#### PROMPT 1:
Translate this sentence from the album review into Spanish: "Man and machine have become merged, unable to be separated without causing immense harm to each."
#### PROMPT 2:
List every song title that the album review names.
#### PROMPT 3:
Continue the album review from its last sentence.

The riff construction and drums (in rhythms as much as its actual patterns) appear to be overly simplified to fit the verse-chorus song structures, and it is hard to shake the impression that these are mere skeletons of more engrossing, better songs. Each of the preceding records marked a regression from the last, and a further watering down of what once was a somewhat interesting and choppy death metal outfit. Where “Obsolete” had guest vocals by electro pioneer Gary Numan, here none other than Louis Freese (B-Real) from Cypress Hill provides a guest rap. B-Real appears on ‘Back the Fuck Up’, and on this cut even Bell does an illfated attempt at rapping. Which ends about as well for both as Ice-T’s lamentable appearance on the Six Feet Under album “True Carnage”. Their well-meant attempts to stay current with the tastes du jour end up horriby dating it in retrospect. None of it is ever truly terrible, but the guest appearance by B-Real doesn’t add anything meaningful to the song, or its corresponding album either.

This is the last in the original man vs machine triptych. Man and machine have become merged, unable to be separated without causing immense harm to each. The title is a portmanteau of ‘digital’ and ‘mortality’ in that man has created immortality through technology, but is no longer able to separate where man ends and machine begins. The lyrics in themselves are interesting enough, but the forced pop structures require fairly simple lyrics to fit the songwriting. Had the band been allowed to write what they wanted to write no doubt these songs would have been ten times more interesting than they are here. The album was pushed by two music videos, another properly budgeted effort for ‘Linchpin’, and a cost-effective live video for ‘Damaged’ were shot. The album was a commercial - and critical flop, and due to mounting interpersonal conflicts the band schismed shortly after the album’s global touring cycle was completed.

#### DATA TO EXAMINE:
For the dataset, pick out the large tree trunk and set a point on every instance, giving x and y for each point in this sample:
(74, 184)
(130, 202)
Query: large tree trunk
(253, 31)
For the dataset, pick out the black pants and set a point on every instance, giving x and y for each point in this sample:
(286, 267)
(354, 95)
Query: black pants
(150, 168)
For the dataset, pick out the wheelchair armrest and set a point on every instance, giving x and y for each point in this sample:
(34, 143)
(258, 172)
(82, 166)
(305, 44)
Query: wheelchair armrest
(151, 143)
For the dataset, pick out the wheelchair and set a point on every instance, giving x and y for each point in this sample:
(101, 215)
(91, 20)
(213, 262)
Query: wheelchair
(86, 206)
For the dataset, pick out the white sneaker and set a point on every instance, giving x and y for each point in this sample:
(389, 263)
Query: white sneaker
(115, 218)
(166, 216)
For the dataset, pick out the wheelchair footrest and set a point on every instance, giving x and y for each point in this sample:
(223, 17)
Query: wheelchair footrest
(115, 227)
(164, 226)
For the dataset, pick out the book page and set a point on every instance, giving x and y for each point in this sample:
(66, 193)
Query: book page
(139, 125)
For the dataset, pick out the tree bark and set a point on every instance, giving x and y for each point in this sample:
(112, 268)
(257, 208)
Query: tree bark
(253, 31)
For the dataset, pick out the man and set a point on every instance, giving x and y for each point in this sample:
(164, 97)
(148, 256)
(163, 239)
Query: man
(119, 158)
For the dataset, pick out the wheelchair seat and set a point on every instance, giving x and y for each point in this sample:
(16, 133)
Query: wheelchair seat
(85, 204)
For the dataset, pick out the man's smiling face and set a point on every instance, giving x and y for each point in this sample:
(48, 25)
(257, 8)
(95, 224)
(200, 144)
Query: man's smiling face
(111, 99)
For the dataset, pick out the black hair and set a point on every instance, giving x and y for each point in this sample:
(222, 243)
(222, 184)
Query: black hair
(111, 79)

#### EXERCISE ANSWER 1:
El hombre y la máquina se han fusionado, y no pueden separarse sin causarse un daño inmenso el uno al otro.

#### EXERCISE ANSWER 2:
'Back the Fuck Up'
'Linchpin'
'Damaged'

#### EXERCISE ANSWER 3:
For the third time in a row the band opted to track the album at a different facility than the album before. “Digimortal” was recorded at Ocean Studio in Burbank, California with trusted producer Rhys Fulber. Further digital assembling and recording were completed at Armoury Studios in Vancouver, British Columbia. The band had originally planned to work with famed producer Bob Rock, but he declined. Toby Wright was subsequently approached, but he was committed to producing an Ozzy Osbourne record. Pre-production was completed at Studio Dee in Glendale, California with Malcolm Springer. Central to the writing sessions was the idea of simplification. While initially conceived as a non-conceptual effort it was later repurposed to fit the band’s ongoing man versus machine narrative. Bass – and rhythm guitars have an equal prominence in the production, although it undoubtly is Christian Olde Wolbers’ booming bass guitar that is the most interesting in the grand scheme of things. For all intents and purposes “Digimortal” is blessed with the glossiest production the band had ever experienced, before or since.

In the period of 1999-2002 Roadrunner Records was known to push its key outfits into more marketable territory. Along with notable victims Machine Head and Sepultura, Fear Factory also fell victim to this industry trend. It is something from which they never truly recovered as its output since then as been spotty at best. The band would later depart the label after the “Digimortal” debacle, and reconfigure itself. The result of this would be the release of the lukewarm but effective “Archetype” before experiencing a similar bout of executive meddling which effectively led to the band’s second breakup. Each of Roadrunner’s 90s key players underwent a similar trajectory, as a result of its meddling each outfit experienced its own identity crisis in trying to recapture the vibe that got them signed in the first place. The story of Fear Factory is one of many, but unlike a lot of its contemporaries they escaped their fate relatively unscathed.